» **Document extract**:

** BEGIN **

Edward Frenkel (Russian: Эдвард Френкель, Edvard Frenkel'; born May 2, 1968) is a mathematician working in representation theory, algebraic geometry, and mathematical physics. He is a professor of mathematics at University of California, Berkeley.
Frenkel grew up in Kolomna, Russia to a family of Russian Jews. As a high school student he studied higher mathematics privately with Evgeny Evgenievich Petrov, although his initial interest was in quantum physics rather than mathematics.[1] He was not admitted to Moscow State University because of discrimination against Jews and enrolled instead in the applied mathematics program at the Gubkin University of Oil and Gas. While a student there, he attended the seminar of Israel Gelfand and worked with Boris Feigin and Dmitry Fuchs. After receiving his college degree in 1989, he was first invited to Harvard University as a visiting professor, and a year later he enrolled as a graduate student at Harvard. He received his Ph.D. at Harvard University in 1991, after one year of study, under the direction of Joseph Bernstein. He was a Junior Fellow at the Harvard Society of Fellows from 1991 to 1994, and served as an associate professor at Harvard from 1994 to 1997. He has been a professor of mathematics at University of California, Berkeley since 1997.
Jointly with Boris Feigin, Frenkel constructed the free field realizations of affine Kac–Moody algebras (these are also known as Wakimoto modules), defined the quantum Drinfeld-Sokolov reduction, and described the center of the universal enveloping algebra of an affine Kac–Moody algebra. The last result, often referred to as Feigin–Frenkel isomorphism, has been used by Alexander Beilinson and Vladimir Drinfeld in their work on the geometric Langlands correspondence. Together with Nicolai Reshetikhin, Frenkel introduced deformations of W-algebras and q-characters of representations of quantum affine algebras.

** END **

» **Material**:

** BEGIN **

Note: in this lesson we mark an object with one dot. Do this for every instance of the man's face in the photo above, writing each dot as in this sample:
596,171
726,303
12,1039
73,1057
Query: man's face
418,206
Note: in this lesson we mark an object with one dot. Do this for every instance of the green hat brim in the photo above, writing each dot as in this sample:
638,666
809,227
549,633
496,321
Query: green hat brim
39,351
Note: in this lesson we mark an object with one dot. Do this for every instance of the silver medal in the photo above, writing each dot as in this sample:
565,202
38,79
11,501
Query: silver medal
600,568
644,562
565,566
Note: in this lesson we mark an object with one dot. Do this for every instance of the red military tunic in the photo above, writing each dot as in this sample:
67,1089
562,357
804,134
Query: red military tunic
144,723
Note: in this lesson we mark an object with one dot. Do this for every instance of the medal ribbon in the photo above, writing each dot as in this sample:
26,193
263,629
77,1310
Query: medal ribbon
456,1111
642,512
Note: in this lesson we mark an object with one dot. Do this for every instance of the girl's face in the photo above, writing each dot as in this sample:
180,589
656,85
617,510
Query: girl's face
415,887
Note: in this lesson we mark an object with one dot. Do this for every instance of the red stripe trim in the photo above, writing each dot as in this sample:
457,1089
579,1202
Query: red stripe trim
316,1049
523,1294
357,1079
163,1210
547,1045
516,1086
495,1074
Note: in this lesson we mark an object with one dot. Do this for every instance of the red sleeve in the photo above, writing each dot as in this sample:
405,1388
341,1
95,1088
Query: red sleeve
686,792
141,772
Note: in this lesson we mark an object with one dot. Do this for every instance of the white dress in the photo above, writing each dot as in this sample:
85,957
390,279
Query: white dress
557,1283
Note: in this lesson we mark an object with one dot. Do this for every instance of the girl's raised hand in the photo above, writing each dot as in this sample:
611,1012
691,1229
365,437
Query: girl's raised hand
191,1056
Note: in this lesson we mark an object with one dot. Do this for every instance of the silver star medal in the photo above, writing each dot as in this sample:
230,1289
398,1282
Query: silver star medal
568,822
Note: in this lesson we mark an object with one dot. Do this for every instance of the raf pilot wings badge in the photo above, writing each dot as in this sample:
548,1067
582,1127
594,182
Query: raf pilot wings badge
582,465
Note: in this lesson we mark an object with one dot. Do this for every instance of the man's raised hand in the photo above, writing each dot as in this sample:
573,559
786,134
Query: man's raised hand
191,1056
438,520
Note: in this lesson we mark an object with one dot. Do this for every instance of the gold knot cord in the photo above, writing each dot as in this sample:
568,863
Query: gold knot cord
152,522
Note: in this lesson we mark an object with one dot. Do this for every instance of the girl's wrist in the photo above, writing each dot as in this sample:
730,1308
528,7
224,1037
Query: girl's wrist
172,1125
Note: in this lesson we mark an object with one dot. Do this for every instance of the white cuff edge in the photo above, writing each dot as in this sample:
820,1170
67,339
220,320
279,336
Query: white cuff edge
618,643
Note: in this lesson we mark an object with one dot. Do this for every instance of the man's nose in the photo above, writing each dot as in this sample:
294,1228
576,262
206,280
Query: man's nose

** END **

» **Written request A**: Replace "deformations" with "generalizations" in the Edward Frenkel biography from "Jointly with Boris" to "quantum affine algebras.", and give that passage.
» **Written request B**:
Answer these questions from the Edward Frenkel biography:
(i) In what town did Frenkel grow up?
(ii) Who directed his Ph.D. at Harvard?
(iii) With whom did he introduce q-characters of representations of quantum affine algebras?
» **Written request C**: Write the next part of the Edward Frenkel biography, starting after its last sentence.

» **Written reply A**:
Jointly with Boris Feigin, Frenkel constructed the free field realizations of affine Kac–Moody algebras (these are also known as Wakimoto modules), defined the quantum Drinfeld-Sokolov reduction, and described the center of the universal enveloping algebra of an affine Kac–Moody algebra. The last result, often referred to as Feigin–Frenkel isomorphism, has been used by Alexander Beilinson and Vladimir Drinfeld in their work on the geometric Langlands correspondence. Together with Nicolai Reshetikhin, Frenkel introduced generalizations of W-algebras and q-characters of representations of quantum affine algebras.

» **Written reply B**:
(i) Kolomna, Russia.
(ii) Joseph Bernstein.
(iii) Nicolai Reshetikhin.

» **Written reply C**:
Frenkel's recent work has focused on the Langlands program and its connections to representation theory, integrable systems, geometry, and physics. Together with Dennis Gaitsgory and Kari Vilonen, he has proved the geometric Langlands conjecture for GL(n). His joint work with Robert Langlands and Ngô Bảo Châu suggested a new approach to the functoriality of automorphic representations and trace formulas. He has also been investigating (in particular, in a joint work with Edward Witten) connections between the geometric Langlands correspondence and dualities in quantum field theory.
Frenkel has co-produced, co-directed (with Reine Graves) and played the lead in a short film "Rites of Love and Math", a homage to the film "Rite of Love and Death" (also known as "Yûkoku") by the Japanese writer Yukio Mishima. The film premiered in Paris in April, 2010 and was in the official competition of the Sitges International Film Festival in October, 2010. The screening of "Rites of Love and Math" in Berkeley on December 1, 2010 caused some controversy.
Frenkel's book Love and Math The Heart of Hidden Reality was published in October 2013.
In "Love and Math," Berkeley professor Edward Frenkel shows that mathematics, far from occupying a specialist niche, goes to the heart of all matter and unites us across cultures, continents, and centuries. In this heartfelt and passionate book, Frenkel reveals a side of mathematics we've never seen, suffused with all the beauty and wonder of a work of art, appealing not only to the cerebral, but to the human and the spiritual.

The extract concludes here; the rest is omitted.